== Segment start ==

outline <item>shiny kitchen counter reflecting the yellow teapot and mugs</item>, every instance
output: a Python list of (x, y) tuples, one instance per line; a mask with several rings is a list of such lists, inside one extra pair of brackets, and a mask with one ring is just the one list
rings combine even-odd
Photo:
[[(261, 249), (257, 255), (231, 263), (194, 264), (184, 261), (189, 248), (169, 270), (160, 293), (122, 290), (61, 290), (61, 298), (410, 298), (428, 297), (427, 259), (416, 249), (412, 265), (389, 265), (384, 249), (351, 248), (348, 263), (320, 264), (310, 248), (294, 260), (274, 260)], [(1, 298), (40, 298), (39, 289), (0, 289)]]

== Segment end ==

#### [Exercise brief]
Please write the full listing out again, exactly.

#### [Response to this task]
outline <item>shiny kitchen counter reflecting the yellow teapot and mugs</item>, every instance
output: a Python list of (x, y) tuples, one instance per line; a mask with several rings is a list of such lists, inside one extra pair of brackets, and a mask with one ring is just the one list
rings combine even-odd
Photo:
[[(261, 249), (257, 255), (231, 263), (194, 264), (184, 261), (189, 248), (169, 270), (160, 293), (122, 290), (61, 290), (61, 298), (410, 298), (428, 297), (427, 259), (416, 249), (412, 265), (389, 265), (384, 249), (351, 248), (348, 263), (320, 264), (310, 248), (294, 260), (274, 260)], [(1, 298), (40, 298), (39, 289), (0, 289)]]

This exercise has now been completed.